▶ CHALLENGE
All of the records below must be output exactly, with no pictures carried over.

--*--

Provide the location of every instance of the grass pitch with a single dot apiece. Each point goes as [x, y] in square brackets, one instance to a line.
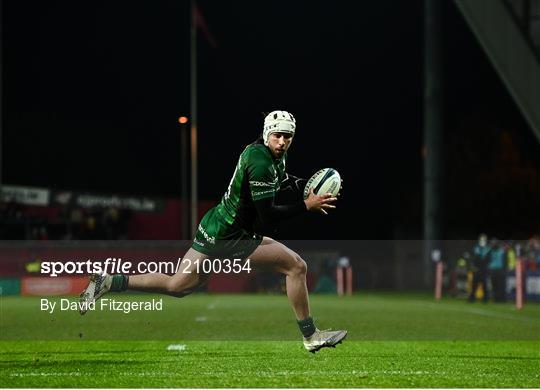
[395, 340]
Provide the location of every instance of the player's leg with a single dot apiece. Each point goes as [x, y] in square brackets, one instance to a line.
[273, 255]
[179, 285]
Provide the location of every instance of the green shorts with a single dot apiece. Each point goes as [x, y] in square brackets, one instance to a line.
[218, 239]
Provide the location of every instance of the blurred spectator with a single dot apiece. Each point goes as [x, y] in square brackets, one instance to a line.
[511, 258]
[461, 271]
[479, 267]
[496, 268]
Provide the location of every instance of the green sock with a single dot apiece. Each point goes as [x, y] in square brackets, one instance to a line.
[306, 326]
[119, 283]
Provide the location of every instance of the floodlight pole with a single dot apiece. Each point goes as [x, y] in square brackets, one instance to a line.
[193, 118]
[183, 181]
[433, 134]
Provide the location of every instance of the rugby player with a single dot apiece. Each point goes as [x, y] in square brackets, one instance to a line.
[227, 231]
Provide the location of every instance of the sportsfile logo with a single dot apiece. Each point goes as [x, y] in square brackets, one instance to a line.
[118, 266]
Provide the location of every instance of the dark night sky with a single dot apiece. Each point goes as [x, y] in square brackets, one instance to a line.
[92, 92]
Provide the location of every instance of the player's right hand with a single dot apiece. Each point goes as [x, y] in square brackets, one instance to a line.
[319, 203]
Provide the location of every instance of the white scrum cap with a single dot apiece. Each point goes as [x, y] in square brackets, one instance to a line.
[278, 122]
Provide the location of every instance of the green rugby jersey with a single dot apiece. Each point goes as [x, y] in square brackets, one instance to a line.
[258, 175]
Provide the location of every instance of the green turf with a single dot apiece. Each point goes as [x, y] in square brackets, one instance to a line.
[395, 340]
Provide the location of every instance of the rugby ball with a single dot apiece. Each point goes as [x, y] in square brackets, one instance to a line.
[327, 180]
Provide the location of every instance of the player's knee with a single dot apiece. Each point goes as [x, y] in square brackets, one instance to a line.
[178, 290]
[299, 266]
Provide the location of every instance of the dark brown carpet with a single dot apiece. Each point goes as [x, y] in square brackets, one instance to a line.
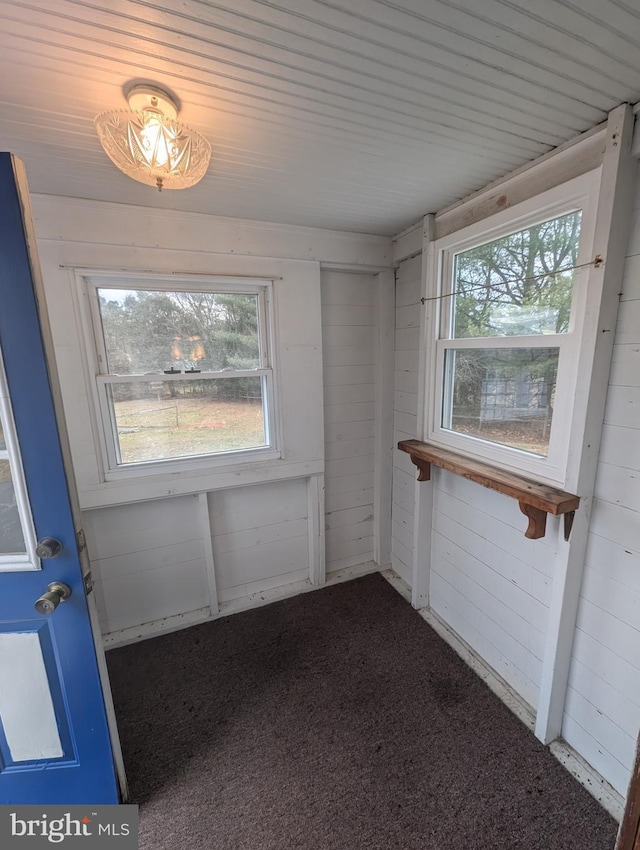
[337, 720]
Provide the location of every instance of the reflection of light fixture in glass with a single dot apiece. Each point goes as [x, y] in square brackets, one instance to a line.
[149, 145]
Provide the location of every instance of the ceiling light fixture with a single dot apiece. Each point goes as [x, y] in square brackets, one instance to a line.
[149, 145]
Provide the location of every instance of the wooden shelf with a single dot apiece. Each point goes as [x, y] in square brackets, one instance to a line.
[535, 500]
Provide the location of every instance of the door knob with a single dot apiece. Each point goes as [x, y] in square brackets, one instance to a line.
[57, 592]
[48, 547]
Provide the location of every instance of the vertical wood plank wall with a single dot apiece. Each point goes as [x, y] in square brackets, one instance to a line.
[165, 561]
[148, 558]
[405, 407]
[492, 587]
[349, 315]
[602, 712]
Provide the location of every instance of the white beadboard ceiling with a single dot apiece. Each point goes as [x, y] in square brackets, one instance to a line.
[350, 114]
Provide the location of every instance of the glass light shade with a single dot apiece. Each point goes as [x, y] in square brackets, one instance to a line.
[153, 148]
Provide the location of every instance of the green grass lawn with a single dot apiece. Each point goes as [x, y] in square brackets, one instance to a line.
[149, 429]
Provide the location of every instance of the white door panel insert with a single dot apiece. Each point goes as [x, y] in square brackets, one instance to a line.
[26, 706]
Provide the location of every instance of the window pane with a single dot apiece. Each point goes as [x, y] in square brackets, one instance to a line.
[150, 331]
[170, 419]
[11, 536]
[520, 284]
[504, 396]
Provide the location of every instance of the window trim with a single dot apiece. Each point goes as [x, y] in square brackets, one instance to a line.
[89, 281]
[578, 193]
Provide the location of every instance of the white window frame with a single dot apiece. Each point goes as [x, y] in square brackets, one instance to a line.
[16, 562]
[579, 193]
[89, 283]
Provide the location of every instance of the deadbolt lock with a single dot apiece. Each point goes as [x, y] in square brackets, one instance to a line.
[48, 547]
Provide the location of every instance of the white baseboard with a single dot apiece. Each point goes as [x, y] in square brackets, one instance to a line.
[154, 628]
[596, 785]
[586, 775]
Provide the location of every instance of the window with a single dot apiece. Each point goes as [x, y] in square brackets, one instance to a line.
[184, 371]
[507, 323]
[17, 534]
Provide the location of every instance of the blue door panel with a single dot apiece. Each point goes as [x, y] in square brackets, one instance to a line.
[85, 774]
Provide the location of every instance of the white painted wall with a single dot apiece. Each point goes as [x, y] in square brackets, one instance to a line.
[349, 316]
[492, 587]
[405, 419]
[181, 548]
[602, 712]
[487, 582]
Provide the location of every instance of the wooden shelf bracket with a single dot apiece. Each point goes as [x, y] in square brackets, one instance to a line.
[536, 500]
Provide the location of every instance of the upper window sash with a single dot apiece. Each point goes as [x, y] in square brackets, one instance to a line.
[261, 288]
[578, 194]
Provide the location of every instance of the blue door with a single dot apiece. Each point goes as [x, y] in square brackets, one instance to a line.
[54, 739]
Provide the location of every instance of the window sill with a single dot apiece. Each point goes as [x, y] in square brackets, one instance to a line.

--*--

▶ COMPLETE ANSWER
Provide the location of every instance of the grass pitch with a single dot apiece. Each point goes as [x, y] in square brackets, one instance to a line.
[395, 340]
Provide the location of every instance of the player's leg with a single dot apiece. Each point goes as [x, y] in square brackets, one instance to a line.
[273, 255]
[179, 285]
Provide the location of every instance of the green shorts with a single dot apiece. Each point goes as [x, y] in square brackets, one instance to a line.
[218, 239]
Provide the location of every instance of the blurred spectator with a single dot apiece. Each point goes as [x, y] in square brackets, one instance to a line.
[511, 258]
[461, 271]
[479, 267]
[496, 268]
Provide the location of every instance of the green sock with a single dot apiece. Each point goes as [x, y] in square brackets, one instance to a line.
[306, 326]
[119, 283]
Provide the location of every instance of the floodlight pole with a single dot apiece. Each point goes as [x, y] in square brackets, one instance to a line.
[193, 118]
[183, 181]
[433, 134]
Provide the location of every instance of the rugby player with a single dot apiece. Each point goes as [x, y] in square brackets, one instance to a line.
[227, 231]
Provide the location of every instance of the sportsfile logo with a single dot apiece. Each point goes as [x, y] in square brackets, one instance to a line.
[118, 266]
Provide the location of every instance of the dark night sky with a single dot apiece. Each point goes as [x, y] in square brackets, one instance to a line.
[92, 92]
Provide the location of every instance of the player's right hand with a single dot apiece. Each point goes as [x, y] in square brackets, one instance to a line.
[319, 203]
Provide the location of every instance of the white scrum cap with a single dot apiece. Each point goes as [x, y] in square brackets, one instance to a line.
[278, 122]
Provide the location of every instance of the green rugby jersey with a single dot apiece. Each point goes as [x, y] in square brackets, one instance to a line.
[258, 175]
Provide the location of every instance of the green turf with a single dot apiece. Each point goes as [x, y] in square brackets, one instance to a line.
[395, 340]
Provide the location of every instance of the rugby ball with a single dot apiece. Each point goes as [x, y] in square brackets, one instance to a line.
[327, 180]
Provide the location of every instance of the player's knee with a single dot apiece. Each point goes as [x, y] in square brackets, one instance to a line.
[178, 290]
[299, 266]
Provide the location of every instance of the dark brown carpet with a single dot apiece. Each point goes as [x, y] in square brackets, one instance to a line.
[337, 720]
Provide the location of every instance of the reflection of light fixture in glass with a single dot apiece. Each point goes as [x, y] in square brackets, one instance to a line.
[149, 145]
Provide the location of every instance of the ceiling light fixture with a single dot apiece. Each point goes as [x, y] in square brackets, one instance to a line.
[149, 145]
Provide the location of every instance of the wooden shelf with a single dot apiece. Each point goes as [x, y] in square brackets, one instance to a line.
[535, 500]
Provide the location of every instance of the door knob with a single dot apiece. Each point goes as [x, y] in square brackets, one instance to a line.
[57, 592]
[48, 547]
Provide the location of every instance of the vertical wood plank wall with a single dot apiece. Each point goes as [x, y] in square brackets, one instance to a line.
[165, 561]
[148, 558]
[405, 407]
[492, 587]
[349, 315]
[602, 712]
Provide the location of every instance of the white beadboard ceiling with a single dot apiece. Each point goes as [x, y] in square brackets, one instance to a line.
[350, 114]
Provide the location of every instance of the glass light shade with a single dot apiece. Each point goes as [x, y] in square brackets, one instance to a line.
[153, 148]
Provide the location of every instance of the green grass lawn with a single dot apiece. Each point goes as [x, y] in square brackets, one instance to a line.
[149, 429]
Provide the location of every instance of the white door panel insert with a single dot apiece. Each point goes as [x, y] in square brackets, one instance to a line.
[26, 706]
Provide the location of every instance of the window pane with a single dot apiece. Each point goes as [x, y] in square brackets, one instance to a line.
[150, 331]
[170, 419]
[11, 536]
[520, 284]
[504, 396]
Provide the location of every instance of the window trim with a single dot apiece. Each point goes as [x, y] in square brackets, one instance to a line.
[89, 281]
[578, 193]
Provide the location of every instance of the white window frame with a single dot apiece. Each point goes as [x, y] in square brackets, one instance to a line.
[16, 562]
[579, 193]
[89, 283]
Provide the location of every instance of the deadbolt lock with a single dot apiece. Each point goes as [x, y] in square brackets, one instance to a line.
[48, 547]
Provide the location of every instance of the white baseboard with a single dot apiece. Each point goes as [x, y] in square brackets, one instance to a line.
[154, 628]
[596, 785]
[586, 775]
Provide the location of every instance of the window with a single dot apiece. Each point goes as [x, y] in square brackets, one instance to a line.
[184, 371]
[507, 323]
[17, 534]
Provide the location of every instance of the blue door panel with a single dot apiece. Each point goes as [x, y] in square brackets, one instance to a line.
[85, 774]
Provide the location of every instance of the white painted wall with a single dot apiece. Each point goes as [x, y] in square brackets, one instance to a line.
[349, 316]
[492, 587]
[405, 419]
[181, 548]
[602, 712]
[487, 582]
Provide the location of every instance of the wooden shelf bracket with a single dot apiece. Each point goes as [x, y] in square brackets, one instance to a line.
[536, 500]
Provide the location of every instance of the upper window sash with a single dot apiece. Each point goes as [x, y] in square brackets, one instance to a line.
[261, 288]
[578, 194]
Provide the location of every instance of the blue door with a single dot apiece. Each point goes as [x, y] in square brackets, one instance to a line.
[54, 739]
Provide the location of every instance of the window sill with a single dot apiece. Each point goes as [x, y] in square brackets, one instance to a line.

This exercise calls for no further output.